Task details: Reduce the material below to its lines containing "outline".

Given records:
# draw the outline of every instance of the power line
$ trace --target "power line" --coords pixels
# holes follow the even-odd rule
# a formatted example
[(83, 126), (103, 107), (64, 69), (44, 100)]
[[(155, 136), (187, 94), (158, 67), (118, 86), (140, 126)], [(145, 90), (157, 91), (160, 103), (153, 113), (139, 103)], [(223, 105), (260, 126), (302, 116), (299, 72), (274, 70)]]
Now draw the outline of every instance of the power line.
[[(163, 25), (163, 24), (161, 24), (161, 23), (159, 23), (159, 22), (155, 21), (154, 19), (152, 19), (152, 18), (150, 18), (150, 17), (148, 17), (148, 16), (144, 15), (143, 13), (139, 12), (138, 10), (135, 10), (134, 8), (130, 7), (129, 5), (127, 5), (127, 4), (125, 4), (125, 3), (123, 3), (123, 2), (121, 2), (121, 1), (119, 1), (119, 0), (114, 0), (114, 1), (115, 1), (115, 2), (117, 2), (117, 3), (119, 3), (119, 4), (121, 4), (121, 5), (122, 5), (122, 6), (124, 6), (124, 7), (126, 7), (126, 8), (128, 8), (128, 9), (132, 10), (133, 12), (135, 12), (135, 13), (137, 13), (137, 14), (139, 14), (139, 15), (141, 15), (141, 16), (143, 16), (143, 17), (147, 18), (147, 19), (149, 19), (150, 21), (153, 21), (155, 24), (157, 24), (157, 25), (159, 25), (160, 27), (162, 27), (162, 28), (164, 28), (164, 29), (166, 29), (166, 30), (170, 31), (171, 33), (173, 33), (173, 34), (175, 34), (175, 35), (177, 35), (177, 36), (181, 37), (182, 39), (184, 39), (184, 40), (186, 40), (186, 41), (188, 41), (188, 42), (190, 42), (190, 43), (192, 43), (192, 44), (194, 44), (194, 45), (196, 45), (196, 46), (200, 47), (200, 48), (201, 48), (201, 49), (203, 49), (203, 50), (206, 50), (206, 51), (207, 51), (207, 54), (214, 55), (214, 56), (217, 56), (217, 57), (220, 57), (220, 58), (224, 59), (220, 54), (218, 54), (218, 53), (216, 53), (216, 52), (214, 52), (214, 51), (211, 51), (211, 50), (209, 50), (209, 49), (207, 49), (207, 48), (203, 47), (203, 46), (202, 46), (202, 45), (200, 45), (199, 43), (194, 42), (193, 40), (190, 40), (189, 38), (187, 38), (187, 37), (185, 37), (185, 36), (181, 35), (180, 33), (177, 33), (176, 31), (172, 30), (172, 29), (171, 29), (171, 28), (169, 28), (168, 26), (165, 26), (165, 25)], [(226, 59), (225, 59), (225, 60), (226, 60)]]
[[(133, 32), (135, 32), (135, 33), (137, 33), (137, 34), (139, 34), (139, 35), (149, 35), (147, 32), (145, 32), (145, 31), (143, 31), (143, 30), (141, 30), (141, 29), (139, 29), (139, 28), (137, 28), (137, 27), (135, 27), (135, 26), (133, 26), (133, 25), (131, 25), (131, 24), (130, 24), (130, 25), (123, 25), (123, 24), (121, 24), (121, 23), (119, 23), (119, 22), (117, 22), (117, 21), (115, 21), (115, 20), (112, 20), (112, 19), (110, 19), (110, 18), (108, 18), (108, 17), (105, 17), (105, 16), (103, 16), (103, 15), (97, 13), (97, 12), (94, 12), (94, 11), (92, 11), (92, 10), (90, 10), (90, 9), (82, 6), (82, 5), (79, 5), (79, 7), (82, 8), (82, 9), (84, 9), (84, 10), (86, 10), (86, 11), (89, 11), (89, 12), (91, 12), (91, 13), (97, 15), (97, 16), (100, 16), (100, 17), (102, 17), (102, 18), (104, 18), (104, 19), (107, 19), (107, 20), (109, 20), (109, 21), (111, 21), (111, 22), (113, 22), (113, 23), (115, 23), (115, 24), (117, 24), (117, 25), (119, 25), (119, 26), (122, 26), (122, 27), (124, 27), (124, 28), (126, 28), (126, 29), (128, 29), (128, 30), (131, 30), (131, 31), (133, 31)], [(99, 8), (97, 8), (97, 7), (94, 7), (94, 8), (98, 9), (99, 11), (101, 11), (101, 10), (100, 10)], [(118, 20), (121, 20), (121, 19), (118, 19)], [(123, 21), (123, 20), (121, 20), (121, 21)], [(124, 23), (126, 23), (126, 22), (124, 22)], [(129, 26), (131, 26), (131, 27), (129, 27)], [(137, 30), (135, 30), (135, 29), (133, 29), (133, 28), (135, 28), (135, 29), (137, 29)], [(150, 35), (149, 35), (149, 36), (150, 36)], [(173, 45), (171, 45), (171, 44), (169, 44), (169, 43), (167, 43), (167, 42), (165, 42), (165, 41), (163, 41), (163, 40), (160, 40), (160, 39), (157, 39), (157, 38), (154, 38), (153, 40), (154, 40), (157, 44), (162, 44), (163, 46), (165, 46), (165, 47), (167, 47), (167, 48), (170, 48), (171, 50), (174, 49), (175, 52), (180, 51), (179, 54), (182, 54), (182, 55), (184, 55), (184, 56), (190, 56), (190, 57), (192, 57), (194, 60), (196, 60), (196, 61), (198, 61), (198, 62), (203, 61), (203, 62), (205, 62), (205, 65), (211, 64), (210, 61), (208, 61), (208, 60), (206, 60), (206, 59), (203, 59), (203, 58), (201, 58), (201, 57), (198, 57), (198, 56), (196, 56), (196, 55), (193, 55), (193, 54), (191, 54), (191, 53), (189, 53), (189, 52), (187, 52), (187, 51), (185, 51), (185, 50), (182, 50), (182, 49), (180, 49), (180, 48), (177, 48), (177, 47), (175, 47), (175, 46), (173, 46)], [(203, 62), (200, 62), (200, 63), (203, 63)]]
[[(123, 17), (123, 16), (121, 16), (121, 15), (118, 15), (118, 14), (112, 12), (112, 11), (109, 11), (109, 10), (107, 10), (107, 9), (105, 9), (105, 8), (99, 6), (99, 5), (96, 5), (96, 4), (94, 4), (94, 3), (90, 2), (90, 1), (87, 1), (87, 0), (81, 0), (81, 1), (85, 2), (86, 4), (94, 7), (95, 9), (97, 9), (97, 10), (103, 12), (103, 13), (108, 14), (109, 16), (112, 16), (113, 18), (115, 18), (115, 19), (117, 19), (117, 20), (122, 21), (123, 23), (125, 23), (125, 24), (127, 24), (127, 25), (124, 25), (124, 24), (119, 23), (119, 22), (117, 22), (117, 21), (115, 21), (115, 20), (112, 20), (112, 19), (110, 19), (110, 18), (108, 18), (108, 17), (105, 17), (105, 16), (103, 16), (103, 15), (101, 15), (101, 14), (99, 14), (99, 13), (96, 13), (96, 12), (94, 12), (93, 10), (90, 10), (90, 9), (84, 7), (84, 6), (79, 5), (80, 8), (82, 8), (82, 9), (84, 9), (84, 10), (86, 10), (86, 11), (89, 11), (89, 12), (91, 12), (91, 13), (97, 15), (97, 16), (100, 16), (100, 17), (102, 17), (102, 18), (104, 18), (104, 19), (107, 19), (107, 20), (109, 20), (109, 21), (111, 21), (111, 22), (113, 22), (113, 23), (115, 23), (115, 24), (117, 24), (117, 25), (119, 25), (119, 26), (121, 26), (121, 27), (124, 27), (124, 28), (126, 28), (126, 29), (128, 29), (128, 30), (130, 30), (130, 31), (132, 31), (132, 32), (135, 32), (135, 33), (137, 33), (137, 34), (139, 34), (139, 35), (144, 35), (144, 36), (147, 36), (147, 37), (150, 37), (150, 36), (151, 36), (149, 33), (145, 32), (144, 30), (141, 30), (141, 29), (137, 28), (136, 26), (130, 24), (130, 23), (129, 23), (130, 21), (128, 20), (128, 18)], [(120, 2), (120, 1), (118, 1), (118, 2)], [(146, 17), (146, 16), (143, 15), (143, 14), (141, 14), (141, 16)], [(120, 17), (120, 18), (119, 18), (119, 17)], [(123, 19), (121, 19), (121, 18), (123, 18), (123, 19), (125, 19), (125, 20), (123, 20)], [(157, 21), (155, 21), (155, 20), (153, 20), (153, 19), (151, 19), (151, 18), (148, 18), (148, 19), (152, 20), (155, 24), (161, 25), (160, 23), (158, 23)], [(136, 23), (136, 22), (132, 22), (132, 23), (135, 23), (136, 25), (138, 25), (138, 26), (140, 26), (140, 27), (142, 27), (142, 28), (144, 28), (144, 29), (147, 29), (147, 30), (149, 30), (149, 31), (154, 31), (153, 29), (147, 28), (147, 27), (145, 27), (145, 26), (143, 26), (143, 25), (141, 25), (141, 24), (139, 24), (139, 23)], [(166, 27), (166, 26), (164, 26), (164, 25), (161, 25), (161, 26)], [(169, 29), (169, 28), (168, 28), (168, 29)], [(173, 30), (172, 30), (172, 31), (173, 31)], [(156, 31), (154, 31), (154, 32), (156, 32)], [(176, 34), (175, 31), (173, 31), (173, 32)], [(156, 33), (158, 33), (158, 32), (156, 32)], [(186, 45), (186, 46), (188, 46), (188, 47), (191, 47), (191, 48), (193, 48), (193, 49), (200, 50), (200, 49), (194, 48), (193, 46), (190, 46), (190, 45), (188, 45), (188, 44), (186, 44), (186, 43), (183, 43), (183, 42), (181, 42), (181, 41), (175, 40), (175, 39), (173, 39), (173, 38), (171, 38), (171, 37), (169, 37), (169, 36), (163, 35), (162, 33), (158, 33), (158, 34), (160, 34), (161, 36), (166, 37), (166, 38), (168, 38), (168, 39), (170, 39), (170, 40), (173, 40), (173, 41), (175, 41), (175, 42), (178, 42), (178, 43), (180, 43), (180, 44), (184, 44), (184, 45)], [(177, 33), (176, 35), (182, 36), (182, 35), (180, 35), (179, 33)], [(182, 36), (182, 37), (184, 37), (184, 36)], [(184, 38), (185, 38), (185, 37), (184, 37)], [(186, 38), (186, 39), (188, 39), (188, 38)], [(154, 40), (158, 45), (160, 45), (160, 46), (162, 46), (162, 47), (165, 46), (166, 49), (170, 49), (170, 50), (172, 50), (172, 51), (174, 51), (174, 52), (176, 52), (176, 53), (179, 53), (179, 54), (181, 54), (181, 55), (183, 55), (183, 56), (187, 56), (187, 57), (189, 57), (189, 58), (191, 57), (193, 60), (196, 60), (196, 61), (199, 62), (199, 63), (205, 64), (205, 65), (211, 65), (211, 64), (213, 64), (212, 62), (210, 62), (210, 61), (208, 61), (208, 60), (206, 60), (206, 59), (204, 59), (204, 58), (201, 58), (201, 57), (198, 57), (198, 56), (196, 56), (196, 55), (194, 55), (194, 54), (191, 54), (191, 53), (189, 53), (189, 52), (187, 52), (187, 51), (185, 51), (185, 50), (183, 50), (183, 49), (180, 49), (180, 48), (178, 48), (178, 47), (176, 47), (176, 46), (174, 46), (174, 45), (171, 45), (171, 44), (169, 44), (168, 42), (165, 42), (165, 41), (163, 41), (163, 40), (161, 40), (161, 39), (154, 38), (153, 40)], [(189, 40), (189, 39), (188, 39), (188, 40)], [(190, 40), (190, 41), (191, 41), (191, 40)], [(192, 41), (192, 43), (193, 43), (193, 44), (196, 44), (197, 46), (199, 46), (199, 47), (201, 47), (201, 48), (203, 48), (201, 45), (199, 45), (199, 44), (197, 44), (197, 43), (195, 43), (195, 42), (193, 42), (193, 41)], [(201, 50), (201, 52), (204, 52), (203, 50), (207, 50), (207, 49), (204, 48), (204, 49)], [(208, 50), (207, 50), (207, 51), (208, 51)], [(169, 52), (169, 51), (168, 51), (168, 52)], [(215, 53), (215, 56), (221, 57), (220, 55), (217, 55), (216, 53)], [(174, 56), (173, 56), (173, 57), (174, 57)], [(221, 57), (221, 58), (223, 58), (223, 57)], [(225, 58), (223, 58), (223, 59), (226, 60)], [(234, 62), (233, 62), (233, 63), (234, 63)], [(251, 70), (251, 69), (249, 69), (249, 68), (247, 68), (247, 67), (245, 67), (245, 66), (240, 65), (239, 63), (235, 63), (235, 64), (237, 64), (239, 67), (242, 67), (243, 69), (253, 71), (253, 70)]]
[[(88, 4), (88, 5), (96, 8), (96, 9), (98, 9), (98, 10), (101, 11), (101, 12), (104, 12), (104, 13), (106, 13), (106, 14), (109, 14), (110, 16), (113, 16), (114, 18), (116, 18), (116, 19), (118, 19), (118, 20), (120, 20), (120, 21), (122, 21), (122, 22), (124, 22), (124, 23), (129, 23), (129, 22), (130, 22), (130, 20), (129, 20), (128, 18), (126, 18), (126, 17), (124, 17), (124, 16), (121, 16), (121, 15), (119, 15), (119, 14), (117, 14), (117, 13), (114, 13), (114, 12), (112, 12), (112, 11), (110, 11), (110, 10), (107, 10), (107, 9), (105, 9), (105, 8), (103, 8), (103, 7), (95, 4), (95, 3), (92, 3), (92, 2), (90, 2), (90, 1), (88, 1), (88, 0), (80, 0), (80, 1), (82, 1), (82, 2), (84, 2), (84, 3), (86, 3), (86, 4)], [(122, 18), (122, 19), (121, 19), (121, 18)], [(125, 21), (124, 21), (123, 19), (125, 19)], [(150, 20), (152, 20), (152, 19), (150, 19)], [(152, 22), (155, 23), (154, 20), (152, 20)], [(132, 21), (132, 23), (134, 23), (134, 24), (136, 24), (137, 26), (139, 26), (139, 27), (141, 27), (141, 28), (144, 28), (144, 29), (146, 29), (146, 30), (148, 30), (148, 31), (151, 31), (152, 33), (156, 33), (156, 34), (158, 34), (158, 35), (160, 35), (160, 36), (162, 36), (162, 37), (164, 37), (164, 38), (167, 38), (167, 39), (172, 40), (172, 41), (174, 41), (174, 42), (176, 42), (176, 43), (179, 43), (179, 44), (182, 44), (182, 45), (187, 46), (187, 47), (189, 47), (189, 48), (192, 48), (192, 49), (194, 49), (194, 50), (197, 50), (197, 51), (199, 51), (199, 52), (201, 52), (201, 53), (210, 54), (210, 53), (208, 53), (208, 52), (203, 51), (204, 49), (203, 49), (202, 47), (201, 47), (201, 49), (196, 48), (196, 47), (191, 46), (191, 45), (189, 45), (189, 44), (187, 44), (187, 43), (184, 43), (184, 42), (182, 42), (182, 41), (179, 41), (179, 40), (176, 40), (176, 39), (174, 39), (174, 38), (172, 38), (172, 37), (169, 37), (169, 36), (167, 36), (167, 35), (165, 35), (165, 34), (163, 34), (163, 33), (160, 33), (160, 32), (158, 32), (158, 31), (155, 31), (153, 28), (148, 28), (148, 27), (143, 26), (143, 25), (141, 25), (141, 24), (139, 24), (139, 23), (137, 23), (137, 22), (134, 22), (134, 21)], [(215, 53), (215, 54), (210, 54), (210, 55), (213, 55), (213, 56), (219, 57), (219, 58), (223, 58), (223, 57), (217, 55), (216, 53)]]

Response:
# draw the outline of every instance of the power line
Now draw the outline of every instance of the power line.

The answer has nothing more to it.